■ **Provided text**:

Gemalto has released the findings of the Breach Level Index revealing that 1,792 data breaches led to almost 1.4 billion data records compromised worldwide during 2016, an increase of 86% compared to 2015. Identity theft was the leading type of data breach in 2016, accounting for 59% of all data breaches. In addition, 52% percent of the data breaches in 2016 did not disclose the number of compromised records at the time they were reported.

The Breach Level Index is a global database that tracks data breaches and measures their severity based on multiple dimensions, including the number of records compromised, the type of data, the source of the breach, how the data was used, and whether the data was encrypted. By assigning a severity score to each breach, the Breach Level Index provides a comparative list of breaches, distinguishing data breaches that are a not serious versus those that are truly impactful (scores run 1-10).  According to the Breach Level Index, more than 7 billion data records have been exposed since 2013 when the index began benchmarking publicly disclosed data breaches. Breaking it down that is over 3 million records compromised every day or roughly 44 records every second.

Last year, the account access based attack on AdultFriend Finder exposing 400 million records scored a 10 in terms of severity on the Breach Level Index. Other notable breaches in 2016 included Fling (BLI: 9.8), Philippines’ Commission on Elections (COMELEC) (BLI: 9.8), 17 Media (BLI: 9.7) and Dailymotion (BLI: 9.6). In fact, the top 10 breaches in terms of severity accounted for over half of all compromised records. In 2016, Yahoo! reported two major data breaches involving 1.5 billion user accounts, but are not accounted for in the BLI’s 2016 numbers since they occurred in 2013 and 2014.

In the local context, South African Breaches increased from 6 in 2015 to 11 in 2016.  Overall, from 2015 to 2016, the South African Government had to contend with the most attacks – reported at nearly 60% in 2016 as compared to the 50% reported in the previous year. Government entities including the South Africa’s Department of Water Affairs as well as the Government Communications and Information Services (GCIS) accounted the 5 800 and 33 000 records respectively breached in 2016.

“The Breach Level Index highlights four major cybercriminal trends over the past year. Hackers are casting a wider net and are using easily-attainable account and identity information as a starting point for high value targets. Clearly, fraudsters are also shifting from attacks targeted at financial organizations to infiltrating large data bases such as entertainment and social media sites. Lastly, fraudsters have been using encryption to make breached data unreadable, then hold it for ransom and decrypting once they are paid, said Jason Hart, Vice President and Chief Technology Officer for Data Protection at Gemalto.

(Object position labeling entries)
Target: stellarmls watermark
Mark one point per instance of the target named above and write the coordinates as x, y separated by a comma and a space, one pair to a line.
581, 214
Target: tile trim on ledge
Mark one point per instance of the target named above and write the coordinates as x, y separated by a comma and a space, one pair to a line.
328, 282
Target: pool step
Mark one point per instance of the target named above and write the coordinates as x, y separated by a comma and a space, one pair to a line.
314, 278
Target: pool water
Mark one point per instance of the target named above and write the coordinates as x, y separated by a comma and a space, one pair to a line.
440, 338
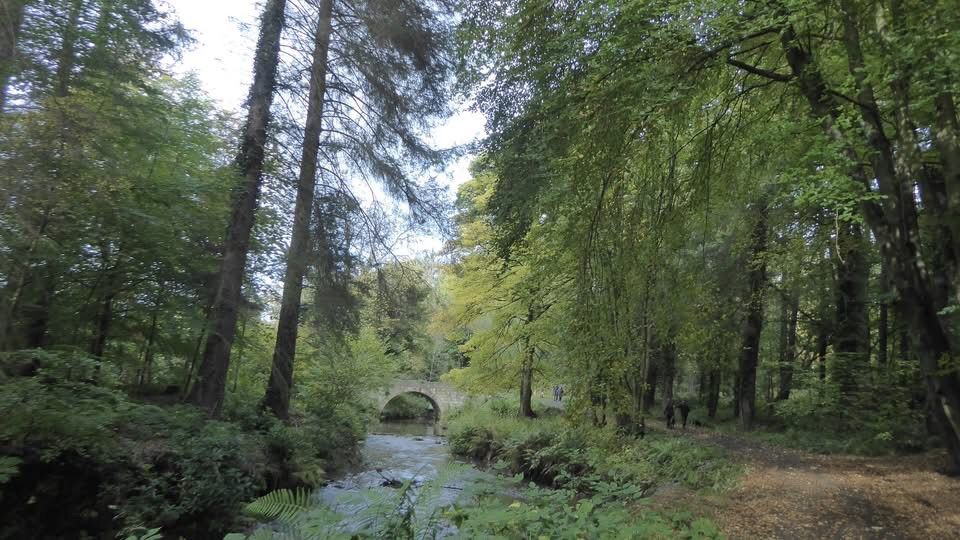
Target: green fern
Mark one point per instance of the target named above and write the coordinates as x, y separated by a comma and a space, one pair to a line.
284, 505
9, 466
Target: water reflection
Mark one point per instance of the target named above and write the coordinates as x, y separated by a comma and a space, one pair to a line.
411, 428
399, 451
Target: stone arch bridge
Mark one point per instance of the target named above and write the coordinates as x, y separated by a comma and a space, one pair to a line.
442, 396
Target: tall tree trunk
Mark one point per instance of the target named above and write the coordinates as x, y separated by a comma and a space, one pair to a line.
788, 342
208, 392
650, 392
851, 338
526, 381
11, 17
281, 375
713, 392
892, 220
669, 357
883, 320
243, 346
753, 324
146, 370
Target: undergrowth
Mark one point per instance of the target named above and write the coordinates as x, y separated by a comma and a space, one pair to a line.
68, 440
558, 454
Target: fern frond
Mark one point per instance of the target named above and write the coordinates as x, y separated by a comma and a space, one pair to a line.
283, 505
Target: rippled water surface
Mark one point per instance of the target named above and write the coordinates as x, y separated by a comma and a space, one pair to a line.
397, 451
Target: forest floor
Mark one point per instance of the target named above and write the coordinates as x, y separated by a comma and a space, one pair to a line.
797, 495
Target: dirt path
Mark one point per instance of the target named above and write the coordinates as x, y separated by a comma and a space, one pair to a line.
795, 495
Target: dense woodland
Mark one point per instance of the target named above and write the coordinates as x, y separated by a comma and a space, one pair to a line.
753, 207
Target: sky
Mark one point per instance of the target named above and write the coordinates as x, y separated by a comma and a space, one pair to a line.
222, 58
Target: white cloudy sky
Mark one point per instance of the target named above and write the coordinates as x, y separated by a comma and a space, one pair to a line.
225, 34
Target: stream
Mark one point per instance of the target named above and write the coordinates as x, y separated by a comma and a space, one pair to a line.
401, 451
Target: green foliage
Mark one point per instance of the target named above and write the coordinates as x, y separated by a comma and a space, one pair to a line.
281, 505
8, 467
586, 459
143, 464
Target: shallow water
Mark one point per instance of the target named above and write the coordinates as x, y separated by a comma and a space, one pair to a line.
399, 451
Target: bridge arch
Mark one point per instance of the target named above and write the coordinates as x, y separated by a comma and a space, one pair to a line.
442, 396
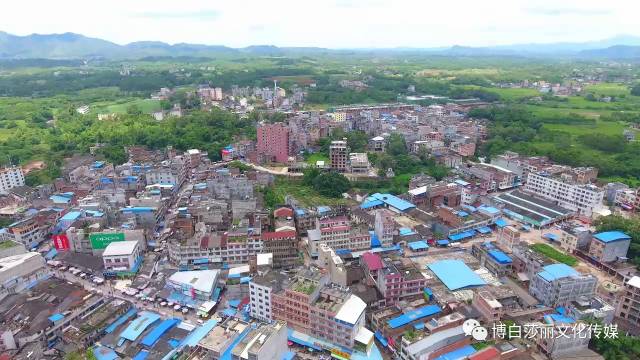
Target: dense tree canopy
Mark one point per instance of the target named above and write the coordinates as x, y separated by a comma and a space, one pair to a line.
331, 184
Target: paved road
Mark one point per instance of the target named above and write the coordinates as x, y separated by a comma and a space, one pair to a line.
107, 289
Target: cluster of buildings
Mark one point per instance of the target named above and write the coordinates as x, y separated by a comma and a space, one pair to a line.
171, 255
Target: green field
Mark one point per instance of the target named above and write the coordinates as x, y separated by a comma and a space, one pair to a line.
313, 158
554, 254
306, 195
147, 106
608, 89
599, 126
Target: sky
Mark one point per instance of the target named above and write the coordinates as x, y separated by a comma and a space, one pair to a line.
327, 23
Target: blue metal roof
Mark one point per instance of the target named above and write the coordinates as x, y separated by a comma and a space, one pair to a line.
458, 354
381, 338
371, 204
229, 312
418, 245
199, 333
104, 353
71, 216
417, 314
137, 209
56, 317
51, 254
141, 355
139, 325
455, 274
160, 330
489, 209
393, 201
558, 318
462, 235
501, 222
375, 242
405, 232
557, 271
484, 230
611, 236
500, 257
59, 199
323, 209
121, 320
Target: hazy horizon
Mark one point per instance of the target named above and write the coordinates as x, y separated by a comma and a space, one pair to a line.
335, 24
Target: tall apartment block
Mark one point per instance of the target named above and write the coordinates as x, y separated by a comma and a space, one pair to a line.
582, 198
560, 284
629, 306
10, 177
339, 155
273, 142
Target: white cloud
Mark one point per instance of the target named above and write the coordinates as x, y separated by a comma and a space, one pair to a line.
327, 23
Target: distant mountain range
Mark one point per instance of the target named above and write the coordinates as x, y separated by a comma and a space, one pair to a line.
76, 46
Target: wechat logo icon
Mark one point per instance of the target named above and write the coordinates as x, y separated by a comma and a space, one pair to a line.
472, 327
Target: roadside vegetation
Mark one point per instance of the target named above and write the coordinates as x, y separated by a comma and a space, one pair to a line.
552, 253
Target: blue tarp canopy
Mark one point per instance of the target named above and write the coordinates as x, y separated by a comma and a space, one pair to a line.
418, 245
139, 325
611, 236
229, 312
216, 294
381, 338
458, 354
557, 271
500, 257
392, 200
417, 314
557, 318
371, 204
375, 242
121, 320
199, 333
291, 337
501, 222
56, 317
51, 254
455, 274
160, 330
104, 353
405, 232
141, 355
462, 235
484, 230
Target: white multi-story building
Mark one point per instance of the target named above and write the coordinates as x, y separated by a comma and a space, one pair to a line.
260, 289
629, 306
18, 272
121, 256
582, 198
560, 284
10, 177
27, 232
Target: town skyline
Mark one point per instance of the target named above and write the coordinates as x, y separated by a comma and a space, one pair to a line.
361, 24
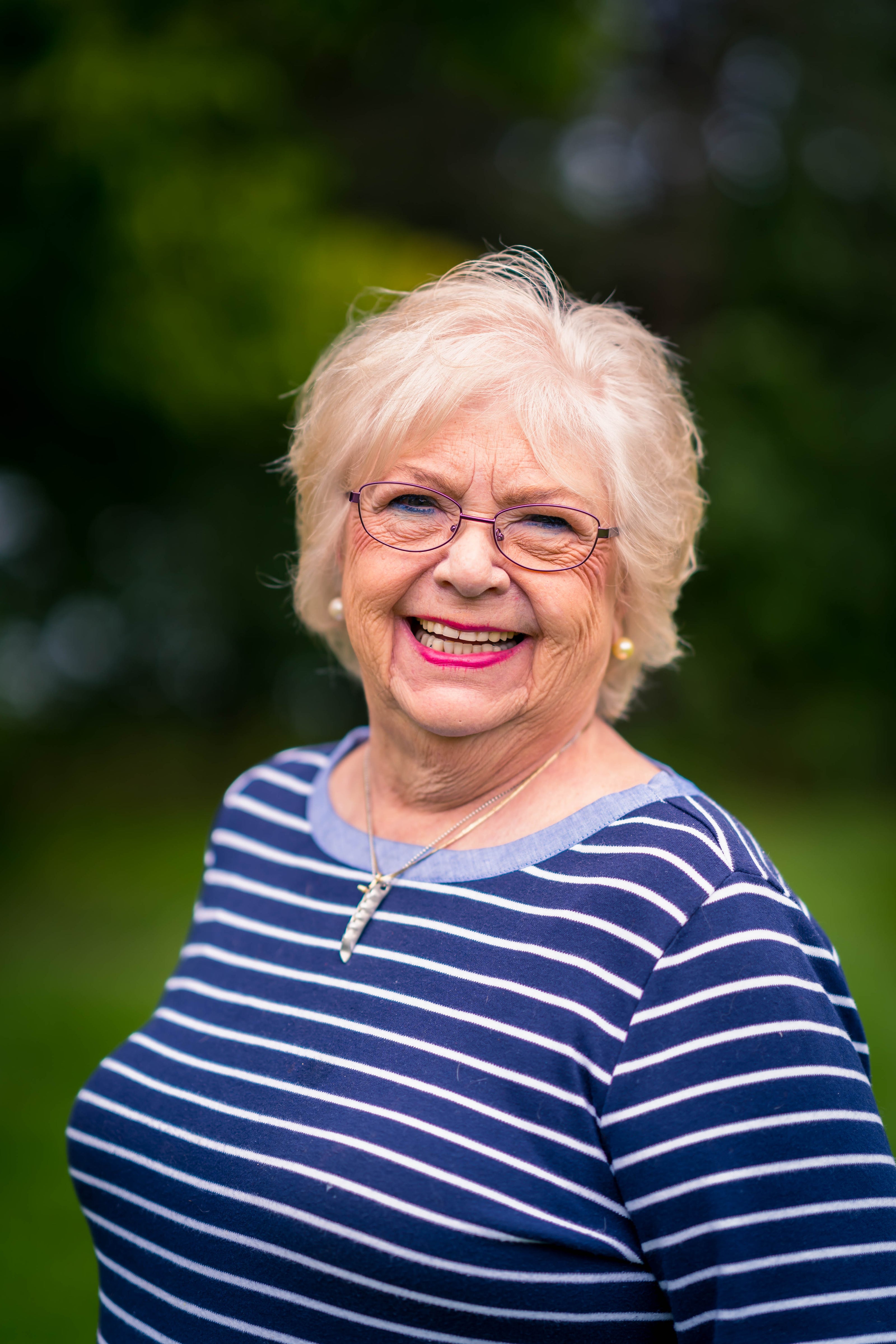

■ **Required task 1**:
From the data breach article, extract the stretch from "The Breach Level Index is" through "records every second." and copy it word for word.
■ **Required task 2**:
Pick out every line of the records that contains the word "tree", and copy each such line unchanged.

■ **Final answer 1**:
The Breach Level Index is a global database that tracks data breaches and measures their severity based on multiple dimensions, including the number of records compromised, the type of data, the source of the breach, how the data was used, and whether the data was encrypted. By assigning a severity score to each breach, the Breach Level Index provides a comparative list of breaches, distinguishing data breaches that are a not serious versus those that are truly impactful (scores run 1-10).  According to the Breach Level Index, more than 7 billion data records have been exposed since 2013 when the index began benchmarking publicly disclosed data breaches. Breaking it down that is over 3 million records compromised every day or roughly 44 records every second.

■ **Final answer 2**:
Target: tall tree trunk
Target: dense tree canopy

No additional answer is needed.